═════ Document extract ═════
December 13, 2007

HAVANA -- Washington's trade embargo bars almost all Americans from coming to Cuba -- but it can't keep U.S. films out. Twenty-one full-length U.S. movies and 22 experimental American shorts are being shown as part of Havana's international film festival, which runs through Friday at 23 movie theaters and video clubs across the city...

By WILL WEISSERT ~ The Associated Press

HAVANA -- Washington's trade embargo bars almost all Americans from coming to Cuba -- but it can't keep U.S. films out.

Twenty-one full-length U.S. movies and 22 experimental American shorts are being shown as part of Havana's international film festival, which runs through Friday at 23 movie theaters and video clubs across the city.

Most are independent flicks focusing on illegal immigration and the problems Latinos face in America, but movies by Hollywood heavyweights Brian De Palma and David Lynch are also being screened.
═════
◆ **What the task asks**
Please copy everything in the Havana film festival article from "December 13, 2007" down to "across the city...", replacing "embargo" with "blockade".
═════ Provided material ═════
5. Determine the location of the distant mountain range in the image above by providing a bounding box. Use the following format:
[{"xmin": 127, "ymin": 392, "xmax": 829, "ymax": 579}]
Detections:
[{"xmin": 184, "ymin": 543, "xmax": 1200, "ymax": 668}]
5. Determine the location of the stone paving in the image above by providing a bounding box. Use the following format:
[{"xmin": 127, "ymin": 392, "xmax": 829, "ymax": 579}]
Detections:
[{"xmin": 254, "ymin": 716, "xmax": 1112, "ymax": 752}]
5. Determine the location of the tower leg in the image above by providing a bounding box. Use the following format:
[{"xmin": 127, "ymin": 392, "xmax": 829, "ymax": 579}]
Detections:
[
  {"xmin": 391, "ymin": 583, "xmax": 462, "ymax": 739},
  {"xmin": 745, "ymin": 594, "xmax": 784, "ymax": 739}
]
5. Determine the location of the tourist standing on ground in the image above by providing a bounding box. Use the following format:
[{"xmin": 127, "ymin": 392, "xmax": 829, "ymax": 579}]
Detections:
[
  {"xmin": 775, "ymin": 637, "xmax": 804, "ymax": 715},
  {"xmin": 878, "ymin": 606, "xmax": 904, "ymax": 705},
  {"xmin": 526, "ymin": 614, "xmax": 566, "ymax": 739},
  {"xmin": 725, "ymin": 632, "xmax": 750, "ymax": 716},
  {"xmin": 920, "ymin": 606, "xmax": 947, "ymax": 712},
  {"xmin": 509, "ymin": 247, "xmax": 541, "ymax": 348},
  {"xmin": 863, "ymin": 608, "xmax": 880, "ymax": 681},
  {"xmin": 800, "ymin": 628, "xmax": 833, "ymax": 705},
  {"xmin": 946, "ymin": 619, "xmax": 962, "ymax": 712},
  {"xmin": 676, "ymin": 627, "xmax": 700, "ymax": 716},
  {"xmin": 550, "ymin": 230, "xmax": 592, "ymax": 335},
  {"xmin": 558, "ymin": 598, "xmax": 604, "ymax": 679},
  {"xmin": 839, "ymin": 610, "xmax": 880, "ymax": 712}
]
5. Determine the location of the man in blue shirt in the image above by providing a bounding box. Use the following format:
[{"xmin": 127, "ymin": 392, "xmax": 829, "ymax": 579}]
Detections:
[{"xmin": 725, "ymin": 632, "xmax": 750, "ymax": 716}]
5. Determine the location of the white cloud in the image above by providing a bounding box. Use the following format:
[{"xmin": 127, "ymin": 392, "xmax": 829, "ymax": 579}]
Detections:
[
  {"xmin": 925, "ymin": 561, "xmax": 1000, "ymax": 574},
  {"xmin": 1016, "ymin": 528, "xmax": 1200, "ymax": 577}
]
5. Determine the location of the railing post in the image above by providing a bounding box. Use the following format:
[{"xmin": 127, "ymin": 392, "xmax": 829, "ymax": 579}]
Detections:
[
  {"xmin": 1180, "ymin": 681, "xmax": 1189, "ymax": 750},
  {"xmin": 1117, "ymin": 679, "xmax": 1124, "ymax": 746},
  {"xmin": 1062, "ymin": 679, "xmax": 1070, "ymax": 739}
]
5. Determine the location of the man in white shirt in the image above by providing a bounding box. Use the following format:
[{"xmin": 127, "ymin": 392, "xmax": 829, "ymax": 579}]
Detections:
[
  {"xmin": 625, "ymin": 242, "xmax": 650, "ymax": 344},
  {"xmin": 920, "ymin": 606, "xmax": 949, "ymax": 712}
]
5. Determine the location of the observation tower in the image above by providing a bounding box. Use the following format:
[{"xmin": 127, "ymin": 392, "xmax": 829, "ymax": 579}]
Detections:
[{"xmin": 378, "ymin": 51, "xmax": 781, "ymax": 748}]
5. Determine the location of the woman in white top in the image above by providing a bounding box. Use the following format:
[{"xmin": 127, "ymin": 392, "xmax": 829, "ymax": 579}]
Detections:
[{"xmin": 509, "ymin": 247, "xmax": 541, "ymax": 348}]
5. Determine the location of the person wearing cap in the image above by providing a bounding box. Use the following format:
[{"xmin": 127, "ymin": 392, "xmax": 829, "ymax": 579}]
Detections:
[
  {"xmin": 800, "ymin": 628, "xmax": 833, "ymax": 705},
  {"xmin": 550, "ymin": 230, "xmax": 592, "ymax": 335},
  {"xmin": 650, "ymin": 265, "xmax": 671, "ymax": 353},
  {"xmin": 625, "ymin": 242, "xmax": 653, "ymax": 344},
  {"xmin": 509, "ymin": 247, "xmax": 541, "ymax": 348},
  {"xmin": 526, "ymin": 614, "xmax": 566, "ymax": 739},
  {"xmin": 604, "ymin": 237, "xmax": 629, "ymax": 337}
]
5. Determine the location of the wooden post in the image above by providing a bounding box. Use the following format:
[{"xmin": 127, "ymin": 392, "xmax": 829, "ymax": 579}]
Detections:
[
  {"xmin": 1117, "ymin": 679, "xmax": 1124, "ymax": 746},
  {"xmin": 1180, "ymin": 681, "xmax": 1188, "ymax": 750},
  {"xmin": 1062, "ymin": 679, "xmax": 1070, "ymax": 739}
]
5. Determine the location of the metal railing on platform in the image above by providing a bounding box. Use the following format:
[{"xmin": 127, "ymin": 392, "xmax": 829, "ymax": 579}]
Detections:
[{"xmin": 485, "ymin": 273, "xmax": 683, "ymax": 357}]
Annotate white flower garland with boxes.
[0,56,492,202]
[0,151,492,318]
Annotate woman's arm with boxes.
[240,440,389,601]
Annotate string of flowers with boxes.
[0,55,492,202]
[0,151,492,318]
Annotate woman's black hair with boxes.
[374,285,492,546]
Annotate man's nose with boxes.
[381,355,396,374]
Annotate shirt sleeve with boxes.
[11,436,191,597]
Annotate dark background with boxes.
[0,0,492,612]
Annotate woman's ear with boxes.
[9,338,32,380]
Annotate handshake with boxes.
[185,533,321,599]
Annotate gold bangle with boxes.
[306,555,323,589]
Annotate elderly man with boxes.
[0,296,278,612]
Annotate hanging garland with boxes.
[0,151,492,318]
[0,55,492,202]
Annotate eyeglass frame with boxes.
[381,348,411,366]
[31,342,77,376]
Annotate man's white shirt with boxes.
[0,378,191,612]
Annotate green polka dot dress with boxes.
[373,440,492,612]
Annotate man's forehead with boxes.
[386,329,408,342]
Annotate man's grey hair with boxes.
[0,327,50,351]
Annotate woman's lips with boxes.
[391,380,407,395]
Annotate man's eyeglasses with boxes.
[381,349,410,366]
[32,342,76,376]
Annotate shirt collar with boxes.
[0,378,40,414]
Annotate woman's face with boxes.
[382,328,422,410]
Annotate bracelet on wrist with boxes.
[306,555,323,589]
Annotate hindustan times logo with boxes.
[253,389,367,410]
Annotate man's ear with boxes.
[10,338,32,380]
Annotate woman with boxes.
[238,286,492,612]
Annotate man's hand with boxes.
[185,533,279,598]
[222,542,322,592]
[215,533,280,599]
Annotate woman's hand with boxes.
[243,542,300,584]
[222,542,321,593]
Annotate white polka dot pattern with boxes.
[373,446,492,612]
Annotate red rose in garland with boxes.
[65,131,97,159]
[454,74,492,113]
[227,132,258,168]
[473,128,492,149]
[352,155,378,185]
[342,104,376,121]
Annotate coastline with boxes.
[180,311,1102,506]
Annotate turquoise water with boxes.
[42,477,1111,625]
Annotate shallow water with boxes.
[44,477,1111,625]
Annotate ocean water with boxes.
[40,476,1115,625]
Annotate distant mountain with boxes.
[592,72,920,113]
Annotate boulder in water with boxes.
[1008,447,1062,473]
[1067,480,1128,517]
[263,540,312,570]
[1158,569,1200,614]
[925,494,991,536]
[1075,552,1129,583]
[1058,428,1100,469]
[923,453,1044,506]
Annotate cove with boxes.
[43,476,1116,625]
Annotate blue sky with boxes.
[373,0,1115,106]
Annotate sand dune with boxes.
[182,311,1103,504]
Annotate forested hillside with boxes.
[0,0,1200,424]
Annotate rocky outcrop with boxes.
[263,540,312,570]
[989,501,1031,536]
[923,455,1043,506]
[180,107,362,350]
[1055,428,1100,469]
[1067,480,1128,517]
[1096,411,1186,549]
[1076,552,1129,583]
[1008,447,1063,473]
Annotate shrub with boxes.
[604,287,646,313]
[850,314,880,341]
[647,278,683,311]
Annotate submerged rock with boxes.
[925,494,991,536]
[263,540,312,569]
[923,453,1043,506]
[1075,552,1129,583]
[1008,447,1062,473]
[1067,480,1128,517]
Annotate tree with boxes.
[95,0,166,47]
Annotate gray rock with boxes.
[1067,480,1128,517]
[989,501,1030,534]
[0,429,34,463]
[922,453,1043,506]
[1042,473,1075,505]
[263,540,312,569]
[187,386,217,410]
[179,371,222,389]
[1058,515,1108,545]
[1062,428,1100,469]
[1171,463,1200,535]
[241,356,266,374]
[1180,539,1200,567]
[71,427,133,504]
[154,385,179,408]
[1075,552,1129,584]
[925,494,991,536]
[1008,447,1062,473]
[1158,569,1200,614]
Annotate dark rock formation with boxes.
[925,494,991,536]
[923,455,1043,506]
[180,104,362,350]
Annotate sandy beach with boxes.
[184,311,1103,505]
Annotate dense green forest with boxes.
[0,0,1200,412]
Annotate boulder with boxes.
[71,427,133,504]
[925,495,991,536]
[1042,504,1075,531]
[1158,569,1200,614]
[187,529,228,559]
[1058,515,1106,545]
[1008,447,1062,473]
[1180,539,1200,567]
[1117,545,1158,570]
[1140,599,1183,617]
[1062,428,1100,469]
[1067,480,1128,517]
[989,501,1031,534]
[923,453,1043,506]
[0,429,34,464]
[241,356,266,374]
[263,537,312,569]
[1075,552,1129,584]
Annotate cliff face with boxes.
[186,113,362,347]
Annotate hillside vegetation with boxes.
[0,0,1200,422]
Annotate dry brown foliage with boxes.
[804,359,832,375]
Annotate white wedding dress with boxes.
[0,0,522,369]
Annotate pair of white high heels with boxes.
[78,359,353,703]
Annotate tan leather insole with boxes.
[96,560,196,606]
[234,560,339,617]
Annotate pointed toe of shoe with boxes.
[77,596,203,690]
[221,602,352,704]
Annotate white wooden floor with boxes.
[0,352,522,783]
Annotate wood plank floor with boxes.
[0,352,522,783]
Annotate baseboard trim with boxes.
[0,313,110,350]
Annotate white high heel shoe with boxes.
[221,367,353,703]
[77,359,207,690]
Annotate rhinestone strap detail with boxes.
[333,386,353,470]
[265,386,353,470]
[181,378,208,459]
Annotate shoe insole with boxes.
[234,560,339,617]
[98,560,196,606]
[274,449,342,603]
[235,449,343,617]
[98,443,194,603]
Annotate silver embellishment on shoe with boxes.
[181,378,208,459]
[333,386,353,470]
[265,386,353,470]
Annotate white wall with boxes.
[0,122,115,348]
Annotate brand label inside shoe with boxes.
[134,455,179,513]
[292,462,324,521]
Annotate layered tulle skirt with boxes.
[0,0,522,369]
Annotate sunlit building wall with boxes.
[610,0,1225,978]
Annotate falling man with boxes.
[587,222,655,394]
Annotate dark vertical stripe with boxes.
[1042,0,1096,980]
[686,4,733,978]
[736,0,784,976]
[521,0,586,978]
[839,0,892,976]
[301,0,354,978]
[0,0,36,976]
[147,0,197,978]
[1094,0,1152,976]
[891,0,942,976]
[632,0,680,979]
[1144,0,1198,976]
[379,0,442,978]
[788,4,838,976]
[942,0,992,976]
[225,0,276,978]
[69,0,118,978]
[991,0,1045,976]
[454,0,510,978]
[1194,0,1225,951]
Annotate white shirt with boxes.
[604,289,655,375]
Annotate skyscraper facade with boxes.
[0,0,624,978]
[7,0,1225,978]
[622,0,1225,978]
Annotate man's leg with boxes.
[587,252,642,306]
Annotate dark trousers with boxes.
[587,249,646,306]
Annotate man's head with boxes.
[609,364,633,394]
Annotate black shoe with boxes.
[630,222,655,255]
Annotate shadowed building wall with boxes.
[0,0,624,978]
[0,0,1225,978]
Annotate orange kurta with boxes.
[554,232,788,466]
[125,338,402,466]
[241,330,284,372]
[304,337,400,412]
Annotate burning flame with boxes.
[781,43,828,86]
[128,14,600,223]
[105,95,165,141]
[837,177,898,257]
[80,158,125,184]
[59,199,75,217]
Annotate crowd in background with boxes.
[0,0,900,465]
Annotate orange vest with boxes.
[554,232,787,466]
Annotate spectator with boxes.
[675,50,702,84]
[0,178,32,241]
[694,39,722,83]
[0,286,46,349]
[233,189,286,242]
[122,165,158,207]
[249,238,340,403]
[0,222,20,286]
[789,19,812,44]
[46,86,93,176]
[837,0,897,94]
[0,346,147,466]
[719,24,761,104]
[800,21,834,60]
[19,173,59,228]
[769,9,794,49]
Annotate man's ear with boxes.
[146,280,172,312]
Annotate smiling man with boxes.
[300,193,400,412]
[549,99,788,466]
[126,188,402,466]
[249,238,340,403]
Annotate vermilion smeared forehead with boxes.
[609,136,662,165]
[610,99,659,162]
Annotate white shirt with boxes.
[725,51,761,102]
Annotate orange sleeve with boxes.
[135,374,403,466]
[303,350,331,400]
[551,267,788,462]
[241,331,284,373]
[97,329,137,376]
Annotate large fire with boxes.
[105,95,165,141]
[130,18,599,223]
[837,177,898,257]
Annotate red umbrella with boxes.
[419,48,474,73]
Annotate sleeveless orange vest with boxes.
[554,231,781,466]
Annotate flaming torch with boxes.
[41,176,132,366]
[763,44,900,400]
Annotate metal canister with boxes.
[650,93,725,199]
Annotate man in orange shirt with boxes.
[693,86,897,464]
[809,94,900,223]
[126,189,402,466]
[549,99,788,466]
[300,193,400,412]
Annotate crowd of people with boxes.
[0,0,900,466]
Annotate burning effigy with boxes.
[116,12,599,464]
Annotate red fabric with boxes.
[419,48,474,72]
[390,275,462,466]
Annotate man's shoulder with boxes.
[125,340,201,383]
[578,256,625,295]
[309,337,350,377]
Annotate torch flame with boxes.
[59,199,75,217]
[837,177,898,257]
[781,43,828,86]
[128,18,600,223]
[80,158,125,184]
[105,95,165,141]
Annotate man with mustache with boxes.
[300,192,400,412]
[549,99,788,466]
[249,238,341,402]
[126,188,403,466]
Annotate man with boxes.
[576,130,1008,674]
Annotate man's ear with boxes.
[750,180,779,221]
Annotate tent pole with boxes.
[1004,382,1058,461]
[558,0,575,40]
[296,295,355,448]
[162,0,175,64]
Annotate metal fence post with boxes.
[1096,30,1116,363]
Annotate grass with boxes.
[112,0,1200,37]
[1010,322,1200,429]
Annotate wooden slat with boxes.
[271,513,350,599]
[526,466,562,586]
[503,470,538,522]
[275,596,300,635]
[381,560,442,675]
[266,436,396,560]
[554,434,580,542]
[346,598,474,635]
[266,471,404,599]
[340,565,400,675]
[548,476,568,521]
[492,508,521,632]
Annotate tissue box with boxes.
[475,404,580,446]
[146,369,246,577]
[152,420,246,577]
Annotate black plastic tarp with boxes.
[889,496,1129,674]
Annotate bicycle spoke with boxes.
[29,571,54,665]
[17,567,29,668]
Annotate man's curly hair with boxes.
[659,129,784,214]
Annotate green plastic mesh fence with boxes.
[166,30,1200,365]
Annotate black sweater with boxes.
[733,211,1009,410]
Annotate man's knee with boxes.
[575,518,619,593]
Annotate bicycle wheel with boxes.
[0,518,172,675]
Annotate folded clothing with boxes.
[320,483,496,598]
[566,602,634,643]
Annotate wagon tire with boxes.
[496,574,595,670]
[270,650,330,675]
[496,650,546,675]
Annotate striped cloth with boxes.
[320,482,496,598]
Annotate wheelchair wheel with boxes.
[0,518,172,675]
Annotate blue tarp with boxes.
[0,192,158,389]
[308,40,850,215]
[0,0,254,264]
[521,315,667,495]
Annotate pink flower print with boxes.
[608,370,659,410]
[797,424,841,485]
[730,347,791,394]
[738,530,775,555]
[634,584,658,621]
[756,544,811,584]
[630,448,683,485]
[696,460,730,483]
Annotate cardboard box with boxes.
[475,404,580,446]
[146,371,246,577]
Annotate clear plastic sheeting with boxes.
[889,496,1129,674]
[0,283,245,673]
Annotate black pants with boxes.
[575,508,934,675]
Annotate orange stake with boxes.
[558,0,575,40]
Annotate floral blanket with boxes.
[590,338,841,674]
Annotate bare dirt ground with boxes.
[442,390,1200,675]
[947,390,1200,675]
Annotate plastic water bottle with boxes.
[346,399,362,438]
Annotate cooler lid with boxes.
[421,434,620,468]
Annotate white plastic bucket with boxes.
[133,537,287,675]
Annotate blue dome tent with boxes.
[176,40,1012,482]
═════
◆ **The output**
December 13, 2007

HAVANA -- Washington's trade blockade bars almost all Americans from coming to Cuba -- but it can't keep U.S. films out. Twenty-one full-length U.S. movies and 22 experimental American shorts are being shown as part of Havana's international film festival, which runs through Friday at 23 movie theaters and video clubs across the city...